SELECTED EXTRACT
+++

Former currency of Yemen

The dinar (دينار; sign: £) was the currency of South Arabia (1965–1967), South Yemen (1967–1990), and Yemen (1990–1996) after Yemen's monetary unification on 1 July 1990.

Alongside the North Yemeni rial, it was one of the two official currencies used in Yemen until 11 June 1996. It was subdivided into 1000 fils (فلس).

==History==
The dinar was introduced in 1965 as the South Arabian dinar, replacing the East African shilling at a rate of 1 dinar = 20 shillings, thus setting the dinar initially equal to one pound sterling, it also used the pound sign as its Latin script symbol. It was renamed to the dinar after the independence of the People's Democratic Republic of Yemen (South Yemen) in 1967. The dinar was replaced with the Yemeni rial following unification with the Yemen Arab Republic (North Yemen) in 1990. Dinar banknotes remained legal tender during a transitional period until 1996. The exchange rate during that period was 26 rials to one dinar.

For a wider history surrounding currency in the region, see British currency in the Middle East.

==Coins==
In 1965, coins (dated 1964) were introduced for both the Federation of South Arabia and the Protectorate of South Arabia in denominations of 1, 5, 25 and 50 fils. The 1 fils was struck in aluminium, the 5 fils in bronze and the higher two denominations in cupro-nickel.

+++

DATASET EXTRACT
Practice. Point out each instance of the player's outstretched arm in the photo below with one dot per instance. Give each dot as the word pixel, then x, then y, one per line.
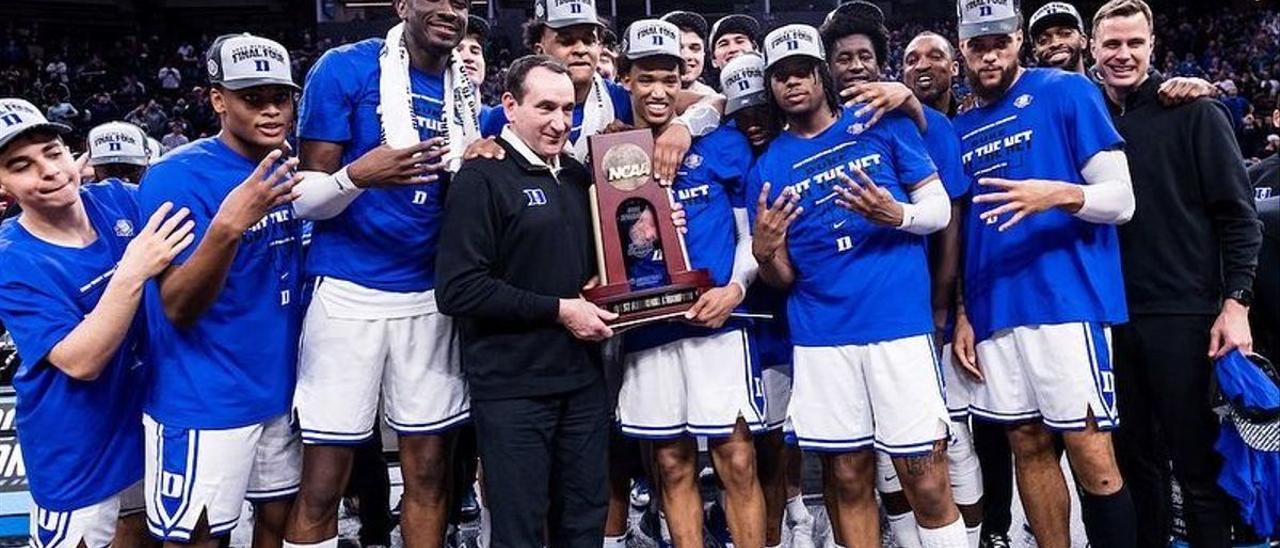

+++

WHAT THIS EXERCISE ASKS
1: List the coin denominations that the text about the Yemeni dinar says were introduced in 1965.
2: Write a continuation of the text about the Yemeni dinar, beginning after its last sentence.

TASK RESULTS
1: 1 fils, 5 fils, 25 fils, 50 fils

2:
In 1971, coins were issued in the name of "Democratic Yemen", changing to the "People's Democratic Republic of Yemen" in 1973. That year, aluminium 2 1/2 fils were introduced, followed by aluminium 10 fils and cupro-nickel 100 and 250 fils in 1981. The 10 fils was scalloped shaped whilst the 100 fils was octagonal.

| Image |  | Value | date |
| Obverse | Reverse |
|  |  | 10 fils | 1981 |
|  |  | 50 fils | 1964 |
|  |  | 50 fils | 1979 |
|  |  | 100 fils | 1981 |
|  |  | 250 fils | 1981 |

==Banknotes==
On 1 April 1965, the South Arabian Currency Authority introduced notes in denominations of 250 fils, 500 fils, 1 dinar, and 5 dinars. A 10 dinar note was issued on 1 July 1967.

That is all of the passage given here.